## WHAT YOU WILL DO:
The output should be the line containing "Place a marker on the white baseboard" and every later line of the records, exactly as written, and nothing else.

(Stored entries)
----------

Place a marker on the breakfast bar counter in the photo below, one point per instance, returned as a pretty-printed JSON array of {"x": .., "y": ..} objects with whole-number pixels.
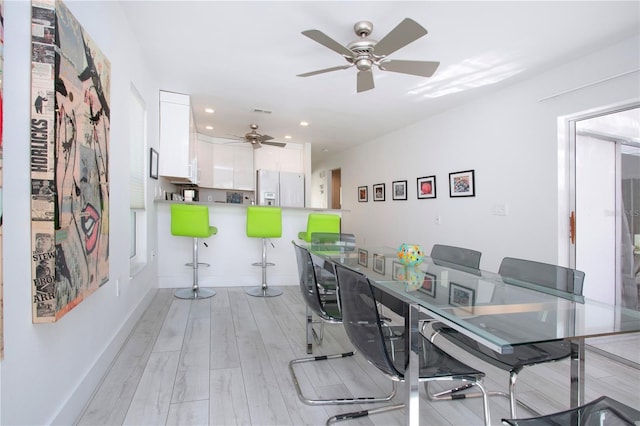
[{"x": 230, "y": 252}]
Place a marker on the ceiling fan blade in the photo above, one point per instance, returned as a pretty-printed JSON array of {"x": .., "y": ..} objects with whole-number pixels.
[
  {"x": 280, "y": 144},
  {"x": 419, "y": 68},
  {"x": 264, "y": 138},
  {"x": 326, "y": 41},
  {"x": 365, "y": 81},
  {"x": 309, "y": 74},
  {"x": 406, "y": 32}
]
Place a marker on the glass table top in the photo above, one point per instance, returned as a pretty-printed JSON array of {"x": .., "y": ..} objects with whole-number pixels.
[{"x": 498, "y": 313}]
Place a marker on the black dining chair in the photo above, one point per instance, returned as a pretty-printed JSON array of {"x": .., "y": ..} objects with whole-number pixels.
[
  {"x": 362, "y": 323},
  {"x": 603, "y": 411},
  {"x": 560, "y": 281},
  {"x": 324, "y": 305},
  {"x": 456, "y": 257}
]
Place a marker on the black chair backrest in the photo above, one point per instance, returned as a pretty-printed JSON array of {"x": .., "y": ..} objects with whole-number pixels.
[
  {"x": 333, "y": 241},
  {"x": 554, "y": 277},
  {"x": 361, "y": 320},
  {"x": 455, "y": 256},
  {"x": 309, "y": 283}
]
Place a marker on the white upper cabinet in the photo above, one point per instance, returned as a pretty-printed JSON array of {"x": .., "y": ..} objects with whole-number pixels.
[
  {"x": 205, "y": 163},
  {"x": 287, "y": 159},
  {"x": 177, "y": 138},
  {"x": 231, "y": 164}
]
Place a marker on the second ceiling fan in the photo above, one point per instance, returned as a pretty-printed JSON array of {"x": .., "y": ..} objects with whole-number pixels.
[
  {"x": 364, "y": 53},
  {"x": 257, "y": 140}
]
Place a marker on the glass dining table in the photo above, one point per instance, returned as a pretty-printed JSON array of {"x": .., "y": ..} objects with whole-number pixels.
[{"x": 497, "y": 313}]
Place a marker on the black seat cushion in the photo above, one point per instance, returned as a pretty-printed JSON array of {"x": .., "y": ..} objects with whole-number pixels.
[{"x": 522, "y": 356}]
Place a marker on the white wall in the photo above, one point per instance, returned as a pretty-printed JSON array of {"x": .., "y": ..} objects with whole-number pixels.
[
  {"x": 510, "y": 138},
  {"x": 50, "y": 370}
]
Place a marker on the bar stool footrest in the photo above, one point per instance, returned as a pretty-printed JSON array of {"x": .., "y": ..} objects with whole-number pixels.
[
  {"x": 264, "y": 292},
  {"x": 190, "y": 264},
  {"x": 260, "y": 264},
  {"x": 194, "y": 294}
]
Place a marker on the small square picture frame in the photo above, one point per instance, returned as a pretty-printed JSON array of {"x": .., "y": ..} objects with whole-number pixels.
[
  {"x": 397, "y": 271},
  {"x": 399, "y": 190},
  {"x": 462, "y": 184},
  {"x": 363, "y": 194},
  {"x": 426, "y": 187},
  {"x": 153, "y": 163},
  {"x": 378, "y": 263},
  {"x": 429, "y": 285},
  {"x": 363, "y": 257},
  {"x": 462, "y": 297},
  {"x": 378, "y": 192}
]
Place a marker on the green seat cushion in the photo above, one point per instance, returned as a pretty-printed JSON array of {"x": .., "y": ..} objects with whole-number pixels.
[
  {"x": 320, "y": 222},
  {"x": 264, "y": 222},
  {"x": 191, "y": 220}
]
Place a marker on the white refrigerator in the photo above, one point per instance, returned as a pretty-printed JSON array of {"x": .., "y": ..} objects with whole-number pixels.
[{"x": 284, "y": 189}]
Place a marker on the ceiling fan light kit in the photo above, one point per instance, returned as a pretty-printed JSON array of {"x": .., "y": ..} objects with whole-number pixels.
[
  {"x": 364, "y": 53},
  {"x": 257, "y": 140}
]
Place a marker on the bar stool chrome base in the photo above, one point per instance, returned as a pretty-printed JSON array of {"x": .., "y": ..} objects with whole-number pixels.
[
  {"x": 194, "y": 294},
  {"x": 264, "y": 291}
]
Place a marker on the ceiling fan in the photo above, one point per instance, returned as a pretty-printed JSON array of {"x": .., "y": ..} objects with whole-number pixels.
[
  {"x": 365, "y": 52},
  {"x": 257, "y": 140}
]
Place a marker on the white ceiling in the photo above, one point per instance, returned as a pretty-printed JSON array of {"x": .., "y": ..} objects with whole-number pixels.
[{"x": 235, "y": 56}]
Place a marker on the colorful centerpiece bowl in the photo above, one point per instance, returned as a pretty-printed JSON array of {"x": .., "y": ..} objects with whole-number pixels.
[{"x": 410, "y": 254}]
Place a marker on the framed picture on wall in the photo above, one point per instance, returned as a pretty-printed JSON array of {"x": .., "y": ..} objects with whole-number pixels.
[
  {"x": 363, "y": 257},
  {"x": 462, "y": 184},
  {"x": 462, "y": 296},
  {"x": 399, "y": 190},
  {"x": 153, "y": 163},
  {"x": 427, "y": 187},
  {"x": 378, "y": 263},
  {"x": 378, "y": 192},
  {"x": 363, "y": 194},
  {"x": 429, "y": 285}
]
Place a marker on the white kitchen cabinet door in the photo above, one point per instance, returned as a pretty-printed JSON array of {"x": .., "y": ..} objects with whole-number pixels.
[
  {"x": 205, "y": 164},
  {"x": 223, "y": 166},
  {"x": 177, "y": 138},
  {"x": 243, "y": 174},
  {"x": 290, "y": 159},
  {"x": 287, "y": 159}
]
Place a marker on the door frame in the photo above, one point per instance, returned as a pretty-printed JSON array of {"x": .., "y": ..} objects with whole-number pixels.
[{"x": 567, "y": 181}]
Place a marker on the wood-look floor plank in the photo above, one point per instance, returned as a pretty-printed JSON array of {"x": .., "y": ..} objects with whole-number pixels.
[
  {"x": 231, "y": 368},
  {"x": 112, "y": 398},
  {"x": 172, "y": 332},
  {"x": 228, "y": 403},
  {"x": 150, "y": 404},
  {"x": 194, "y": 413}
]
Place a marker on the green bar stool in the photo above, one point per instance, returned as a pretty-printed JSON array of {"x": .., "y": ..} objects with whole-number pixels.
[
  {"x": 191, "y": 220},
  {"x": 320, "y": 222},
  {"x": 264, "y": 222}
]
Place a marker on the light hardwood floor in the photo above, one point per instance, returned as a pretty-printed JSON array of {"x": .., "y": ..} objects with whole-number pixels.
[{"x": 224, "y": 361}]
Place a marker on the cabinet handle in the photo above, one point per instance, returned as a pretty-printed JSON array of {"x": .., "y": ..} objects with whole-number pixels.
[{"x": 572, "y": 227}]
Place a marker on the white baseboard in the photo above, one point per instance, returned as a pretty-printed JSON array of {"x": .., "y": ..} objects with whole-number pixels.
[{"x": 80, "y": 397}]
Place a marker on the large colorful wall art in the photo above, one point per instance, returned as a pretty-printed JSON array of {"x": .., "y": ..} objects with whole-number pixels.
[{"x": 70, "y": 120}]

----------

## EXERCISE SOLUTION:
Place a marker on the white baseboard in the photo above, one point per instance, returned as a pretty-printed JSON array of {"x": .., "y": ..} objects with whole-number pixels.
[{"x": 80, "y": 397}]
Place a marker on the large colorful wall art in the photo above, one point per instance, returned as a pretty-printed JSON array of {"x": .., "y": ..} objects with whole-number pixels.
[{"x": 70, "y": 120}]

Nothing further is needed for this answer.